BRIEF: Scan the data for "parking" and copy the lines it appears in.

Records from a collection
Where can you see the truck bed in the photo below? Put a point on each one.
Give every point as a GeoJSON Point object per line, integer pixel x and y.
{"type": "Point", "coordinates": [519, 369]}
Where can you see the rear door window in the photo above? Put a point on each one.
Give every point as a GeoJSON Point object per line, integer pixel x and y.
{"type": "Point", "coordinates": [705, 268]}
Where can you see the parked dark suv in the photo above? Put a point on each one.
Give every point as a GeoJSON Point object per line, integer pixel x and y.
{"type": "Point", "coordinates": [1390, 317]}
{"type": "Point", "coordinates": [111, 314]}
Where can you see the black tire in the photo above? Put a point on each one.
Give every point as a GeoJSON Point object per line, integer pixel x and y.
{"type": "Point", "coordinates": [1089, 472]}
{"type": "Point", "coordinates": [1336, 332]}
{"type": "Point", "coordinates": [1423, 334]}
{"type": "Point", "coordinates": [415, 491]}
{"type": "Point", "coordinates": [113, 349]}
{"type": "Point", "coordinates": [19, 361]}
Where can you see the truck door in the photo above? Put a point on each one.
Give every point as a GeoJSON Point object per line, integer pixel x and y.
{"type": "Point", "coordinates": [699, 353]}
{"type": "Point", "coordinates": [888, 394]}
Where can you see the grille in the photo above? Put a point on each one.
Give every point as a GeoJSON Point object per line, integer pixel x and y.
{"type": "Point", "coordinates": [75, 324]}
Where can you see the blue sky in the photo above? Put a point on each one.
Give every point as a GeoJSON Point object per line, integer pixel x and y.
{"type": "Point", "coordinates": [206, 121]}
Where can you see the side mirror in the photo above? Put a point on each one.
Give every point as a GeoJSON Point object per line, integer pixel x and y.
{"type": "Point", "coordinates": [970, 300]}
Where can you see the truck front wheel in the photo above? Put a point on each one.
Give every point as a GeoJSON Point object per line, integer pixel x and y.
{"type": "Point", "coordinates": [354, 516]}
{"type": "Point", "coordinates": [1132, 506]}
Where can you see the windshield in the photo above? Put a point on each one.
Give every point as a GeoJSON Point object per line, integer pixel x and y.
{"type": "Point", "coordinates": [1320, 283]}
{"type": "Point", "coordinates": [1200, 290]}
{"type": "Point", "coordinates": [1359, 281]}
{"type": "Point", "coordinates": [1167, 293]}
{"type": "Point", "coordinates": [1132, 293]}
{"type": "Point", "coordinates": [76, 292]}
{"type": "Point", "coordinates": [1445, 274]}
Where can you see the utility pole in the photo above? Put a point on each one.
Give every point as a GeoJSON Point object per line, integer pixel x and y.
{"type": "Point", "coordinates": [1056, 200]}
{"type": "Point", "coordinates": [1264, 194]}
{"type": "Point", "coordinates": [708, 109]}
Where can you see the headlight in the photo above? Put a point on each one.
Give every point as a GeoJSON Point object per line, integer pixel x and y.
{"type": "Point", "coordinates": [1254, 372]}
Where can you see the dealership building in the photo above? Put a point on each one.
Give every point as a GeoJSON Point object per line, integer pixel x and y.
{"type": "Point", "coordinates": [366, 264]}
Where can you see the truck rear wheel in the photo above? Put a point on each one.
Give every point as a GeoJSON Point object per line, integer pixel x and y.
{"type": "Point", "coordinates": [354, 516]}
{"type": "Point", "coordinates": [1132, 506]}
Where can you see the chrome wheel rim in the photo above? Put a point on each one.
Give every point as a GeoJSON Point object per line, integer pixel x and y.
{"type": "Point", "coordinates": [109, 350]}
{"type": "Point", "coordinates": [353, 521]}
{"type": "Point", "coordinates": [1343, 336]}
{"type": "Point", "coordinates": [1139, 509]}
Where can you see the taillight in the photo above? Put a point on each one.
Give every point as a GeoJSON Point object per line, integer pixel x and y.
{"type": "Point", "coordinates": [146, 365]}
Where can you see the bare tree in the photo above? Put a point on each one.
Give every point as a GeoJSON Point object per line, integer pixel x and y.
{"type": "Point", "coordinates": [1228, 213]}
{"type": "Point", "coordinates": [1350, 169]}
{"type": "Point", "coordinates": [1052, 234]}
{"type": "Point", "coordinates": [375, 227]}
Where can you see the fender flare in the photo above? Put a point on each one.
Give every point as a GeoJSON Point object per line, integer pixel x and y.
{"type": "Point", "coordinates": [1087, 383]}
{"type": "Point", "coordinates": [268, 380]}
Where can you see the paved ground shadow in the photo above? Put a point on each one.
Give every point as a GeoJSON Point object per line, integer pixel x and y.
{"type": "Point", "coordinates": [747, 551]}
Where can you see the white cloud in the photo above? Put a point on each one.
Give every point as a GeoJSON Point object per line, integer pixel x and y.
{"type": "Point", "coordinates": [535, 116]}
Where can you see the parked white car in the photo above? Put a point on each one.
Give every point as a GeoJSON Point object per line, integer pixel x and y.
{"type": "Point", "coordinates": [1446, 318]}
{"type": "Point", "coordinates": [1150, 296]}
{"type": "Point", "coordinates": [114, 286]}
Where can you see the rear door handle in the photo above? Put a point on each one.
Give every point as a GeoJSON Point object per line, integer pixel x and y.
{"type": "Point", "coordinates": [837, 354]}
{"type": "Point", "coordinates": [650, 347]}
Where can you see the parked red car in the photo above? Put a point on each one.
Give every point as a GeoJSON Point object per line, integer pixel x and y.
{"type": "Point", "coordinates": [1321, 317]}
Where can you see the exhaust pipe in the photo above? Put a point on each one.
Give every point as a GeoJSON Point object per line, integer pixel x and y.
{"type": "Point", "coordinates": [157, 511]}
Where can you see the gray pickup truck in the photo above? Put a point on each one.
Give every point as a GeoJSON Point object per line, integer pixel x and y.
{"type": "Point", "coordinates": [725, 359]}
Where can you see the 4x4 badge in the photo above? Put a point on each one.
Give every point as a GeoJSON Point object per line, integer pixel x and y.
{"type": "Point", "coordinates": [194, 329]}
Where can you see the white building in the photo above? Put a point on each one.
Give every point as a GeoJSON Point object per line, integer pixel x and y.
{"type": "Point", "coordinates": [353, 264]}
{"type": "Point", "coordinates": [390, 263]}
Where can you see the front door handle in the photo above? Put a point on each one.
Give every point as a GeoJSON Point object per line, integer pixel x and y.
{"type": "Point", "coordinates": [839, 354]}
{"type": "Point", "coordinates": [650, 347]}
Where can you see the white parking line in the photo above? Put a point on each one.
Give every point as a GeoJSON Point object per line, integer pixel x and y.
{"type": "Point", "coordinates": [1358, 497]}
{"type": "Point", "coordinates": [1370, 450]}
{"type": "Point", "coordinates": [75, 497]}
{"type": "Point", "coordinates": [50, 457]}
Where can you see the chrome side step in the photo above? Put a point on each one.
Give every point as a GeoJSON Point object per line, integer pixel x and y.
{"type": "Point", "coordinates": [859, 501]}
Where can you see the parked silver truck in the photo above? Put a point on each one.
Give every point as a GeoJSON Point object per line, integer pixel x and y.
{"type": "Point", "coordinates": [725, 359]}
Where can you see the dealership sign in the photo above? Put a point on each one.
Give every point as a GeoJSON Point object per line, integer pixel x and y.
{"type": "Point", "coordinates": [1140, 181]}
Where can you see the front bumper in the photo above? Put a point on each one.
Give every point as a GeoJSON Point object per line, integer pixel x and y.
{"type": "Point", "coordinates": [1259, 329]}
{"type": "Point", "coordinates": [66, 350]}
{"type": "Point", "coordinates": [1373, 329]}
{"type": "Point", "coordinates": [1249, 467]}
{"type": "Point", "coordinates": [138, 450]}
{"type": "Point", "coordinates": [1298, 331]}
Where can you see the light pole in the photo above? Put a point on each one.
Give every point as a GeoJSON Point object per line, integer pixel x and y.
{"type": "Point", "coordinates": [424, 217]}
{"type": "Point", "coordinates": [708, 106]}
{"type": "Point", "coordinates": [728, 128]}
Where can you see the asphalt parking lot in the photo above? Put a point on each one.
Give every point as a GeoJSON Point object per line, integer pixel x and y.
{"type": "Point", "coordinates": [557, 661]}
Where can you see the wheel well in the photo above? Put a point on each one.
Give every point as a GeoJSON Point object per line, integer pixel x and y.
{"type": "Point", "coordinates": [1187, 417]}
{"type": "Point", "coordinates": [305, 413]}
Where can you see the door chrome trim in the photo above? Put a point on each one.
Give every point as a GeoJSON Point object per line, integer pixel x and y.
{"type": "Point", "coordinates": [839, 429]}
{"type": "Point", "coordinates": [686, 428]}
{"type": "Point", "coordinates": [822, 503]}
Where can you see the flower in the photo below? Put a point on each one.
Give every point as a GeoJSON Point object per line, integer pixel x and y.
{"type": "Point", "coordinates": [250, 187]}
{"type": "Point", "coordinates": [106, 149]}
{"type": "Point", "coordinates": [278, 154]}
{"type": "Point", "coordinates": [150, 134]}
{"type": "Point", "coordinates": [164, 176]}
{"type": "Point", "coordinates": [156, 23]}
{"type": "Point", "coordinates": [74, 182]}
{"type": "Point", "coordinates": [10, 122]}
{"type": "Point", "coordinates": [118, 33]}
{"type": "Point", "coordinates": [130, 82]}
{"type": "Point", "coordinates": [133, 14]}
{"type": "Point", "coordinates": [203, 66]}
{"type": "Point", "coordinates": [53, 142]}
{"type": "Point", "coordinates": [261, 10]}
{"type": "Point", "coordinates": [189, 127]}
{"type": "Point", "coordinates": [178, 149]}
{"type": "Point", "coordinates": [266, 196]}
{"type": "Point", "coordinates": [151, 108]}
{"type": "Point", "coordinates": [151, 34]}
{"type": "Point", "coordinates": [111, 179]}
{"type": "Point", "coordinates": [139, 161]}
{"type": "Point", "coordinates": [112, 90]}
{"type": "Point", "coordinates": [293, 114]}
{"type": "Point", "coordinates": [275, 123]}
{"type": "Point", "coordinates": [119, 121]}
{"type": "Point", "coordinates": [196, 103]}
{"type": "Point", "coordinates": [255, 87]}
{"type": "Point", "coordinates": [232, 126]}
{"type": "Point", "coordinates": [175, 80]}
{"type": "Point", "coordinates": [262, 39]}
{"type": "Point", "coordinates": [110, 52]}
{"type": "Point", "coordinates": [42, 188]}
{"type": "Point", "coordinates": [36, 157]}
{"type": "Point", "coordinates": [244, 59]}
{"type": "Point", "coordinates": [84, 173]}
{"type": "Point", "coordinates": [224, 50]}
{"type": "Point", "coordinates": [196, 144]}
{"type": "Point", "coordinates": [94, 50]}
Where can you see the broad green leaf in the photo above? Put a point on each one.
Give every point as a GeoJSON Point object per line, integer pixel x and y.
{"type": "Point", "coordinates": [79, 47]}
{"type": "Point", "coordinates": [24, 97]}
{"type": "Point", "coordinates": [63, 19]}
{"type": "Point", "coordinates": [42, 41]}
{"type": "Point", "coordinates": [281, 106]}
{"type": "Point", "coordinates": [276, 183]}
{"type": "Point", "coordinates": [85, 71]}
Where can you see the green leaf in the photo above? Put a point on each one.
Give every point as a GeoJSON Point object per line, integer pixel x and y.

TASK RESULT:
Where can you see the white parking line in the photo above? Put a point on each one.
Where can you see the asphalt parking lot in the photo above? Put a point on each one.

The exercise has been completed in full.